Even a missed bicycle kick can have unforeseen consequences. At USA 94, with the hosts minutes away from a 2-1 victory against Colombia, Marcelo Balboa startled the Rose Bowl crowd with an inspired bicycle kick that flashed just over the left-hand corner. If it had gone in, it would have become one of football’s most famous YouTube clips. It didn’t but it still inspired Denver billionaire Philip Anschutz who vowed: ‘That’s the guy I want to play for my team.’ Balboa was signed by Anschutz’s Colorado Rapids and the billionaire became such an enthusiast he invested in the Chicago Fire, New York/New Jersey Metro Stars, the LA Galaxy, DC United and the San José Earthquakes – six out of ten Major League Soccer franchises. So you could say Balboa’s bicycle kick launched the MLS.

Image

Rooney pulls it off. His great bicycle kick against City was improvised from a mis-hit cross from Nani. The move is said to have been introduced to England in the 1960s by United’s Denis Law, who had picked it up at Torino.
——
Actions to take -
1. In the passage on bicycle kicks, where is Denis Law said to have picked up the move?
2. Write out a section of the passage on bicycle kicks word for word, beginning at the words "Even a missed" and stopping after "launched the MLS.".
The items that come next are separate material and are not part of the passage on bicycle kicks.

Data rows -
——
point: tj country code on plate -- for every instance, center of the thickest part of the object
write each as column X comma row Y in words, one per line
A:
——
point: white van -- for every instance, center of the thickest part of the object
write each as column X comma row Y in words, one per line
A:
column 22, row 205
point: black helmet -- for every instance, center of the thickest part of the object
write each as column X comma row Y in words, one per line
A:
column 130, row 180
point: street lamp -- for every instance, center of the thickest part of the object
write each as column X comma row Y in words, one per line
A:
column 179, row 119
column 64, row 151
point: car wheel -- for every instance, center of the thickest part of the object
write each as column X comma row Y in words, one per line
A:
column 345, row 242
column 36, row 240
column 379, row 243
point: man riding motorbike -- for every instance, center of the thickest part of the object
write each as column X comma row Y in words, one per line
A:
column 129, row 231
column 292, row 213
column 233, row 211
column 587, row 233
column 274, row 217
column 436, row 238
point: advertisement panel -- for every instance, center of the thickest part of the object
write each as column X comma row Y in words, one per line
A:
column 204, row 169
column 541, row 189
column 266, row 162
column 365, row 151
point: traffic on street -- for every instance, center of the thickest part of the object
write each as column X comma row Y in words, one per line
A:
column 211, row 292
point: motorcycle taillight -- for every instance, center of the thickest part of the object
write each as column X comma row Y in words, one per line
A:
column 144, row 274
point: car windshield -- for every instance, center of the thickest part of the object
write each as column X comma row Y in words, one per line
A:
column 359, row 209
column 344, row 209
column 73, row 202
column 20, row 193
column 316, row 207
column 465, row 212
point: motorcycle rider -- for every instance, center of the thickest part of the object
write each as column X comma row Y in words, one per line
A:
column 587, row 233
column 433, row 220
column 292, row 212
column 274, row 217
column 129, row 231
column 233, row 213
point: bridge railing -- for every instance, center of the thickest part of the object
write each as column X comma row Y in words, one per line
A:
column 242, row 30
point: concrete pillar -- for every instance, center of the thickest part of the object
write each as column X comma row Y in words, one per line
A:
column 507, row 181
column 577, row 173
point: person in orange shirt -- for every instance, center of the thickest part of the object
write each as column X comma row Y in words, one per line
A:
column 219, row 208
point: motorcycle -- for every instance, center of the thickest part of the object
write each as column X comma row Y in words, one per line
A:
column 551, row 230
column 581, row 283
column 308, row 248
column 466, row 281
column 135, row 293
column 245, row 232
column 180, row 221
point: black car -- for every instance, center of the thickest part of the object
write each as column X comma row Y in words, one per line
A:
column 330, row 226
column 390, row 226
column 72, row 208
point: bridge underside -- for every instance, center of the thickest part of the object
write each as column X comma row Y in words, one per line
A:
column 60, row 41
——
Task-by-task answers -
1. At Torino.

2.
Even a missed bicycle kick can have unforeseen consequences. At USA 94, with the hosts minutes away from a 2-1 victory against Colombia, Marcelo Balboa startled the Rose Bowl crowd with an inspired bicycle kick that flashed just over the left-hand corner. If it had gone in, it would have become one of football’s most famous YouTube clips. It didn’t but it still inspired Denver billionaire Philip Anschutz who vowed: ‘That’s the guy I want to play for my team.’ Balboa was signed by Anschutz’s Colorado Rapids and the billionaire became such an enthusiast he invested in the Chicago Fire, New York/New Jersey Metro Stars, the LA Galaxy, DC United and the San José Earthquakes – six out of ten Major League Soccer franchises. So you could say Balboa’s bicycle kick launched the MLS.